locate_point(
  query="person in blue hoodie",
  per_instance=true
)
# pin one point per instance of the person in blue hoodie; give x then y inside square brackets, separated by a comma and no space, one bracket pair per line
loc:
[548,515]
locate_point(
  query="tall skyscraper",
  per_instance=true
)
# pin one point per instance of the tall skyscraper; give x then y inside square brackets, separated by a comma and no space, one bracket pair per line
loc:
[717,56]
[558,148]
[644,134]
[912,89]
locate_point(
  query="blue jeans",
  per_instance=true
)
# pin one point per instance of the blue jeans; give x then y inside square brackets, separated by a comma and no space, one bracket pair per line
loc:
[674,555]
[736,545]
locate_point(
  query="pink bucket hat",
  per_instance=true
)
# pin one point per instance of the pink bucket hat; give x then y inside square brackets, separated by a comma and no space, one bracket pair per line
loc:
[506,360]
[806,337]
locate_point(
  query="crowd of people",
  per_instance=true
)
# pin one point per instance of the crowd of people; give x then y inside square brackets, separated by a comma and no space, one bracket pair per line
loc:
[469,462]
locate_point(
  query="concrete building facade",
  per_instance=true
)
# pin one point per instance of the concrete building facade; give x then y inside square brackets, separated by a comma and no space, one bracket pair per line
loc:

• • • • •

• **About this task**:
Retype all of the entries exactly, please.

• **Solution for this problem**:
locate_point(
  query="person in blue hoodie",
  per_instance=true
)
# pin one point per instance of the person in blue hoodie; give x then y inside square brackets, separated by a comma and no space, one bracket pair per line
loc:
[548,515]
locate_point(
  query="tall skyscraper",
  per_instance=true
)
# pin one point per instance of the tall skyscraper; give x then y inside square brackets, separated by a comma and no space, one bracket pair per line
loc:
[717,56]
[558,148]
[644,134]
[912,89]
locate_point(
  query="blue jeans",
  per_instance=true
)
# pin one point per instance of the blue jeans; give x then y inside square brackets, separated by a comma and no space, one bracket pair per line
loc:
[674,555]
[736,545]
locate_point(
  query="pink bucket hat",
  per_instance=true
)
# pin one point per instance of the pink bucket hat; give x then y inside square brackets, separated by a comma and no space, one bracket pair per line
loc:
[506,360]
[806,337]
locate_point(
  query="crowd of people",
  per_instance=true
)
# pin one point per instance of the crowd of people; give x then y inside square brackets, separated by a comma and no space, one bracket pair per line
loc:
[469,462]
locate_point(
  query="concrete building facade",
  per_instance=true
)
# pin one point per instance of the concrete building facade; give x then y inside square brackets, separated by a comma and no space, one bracket pair per line
loc:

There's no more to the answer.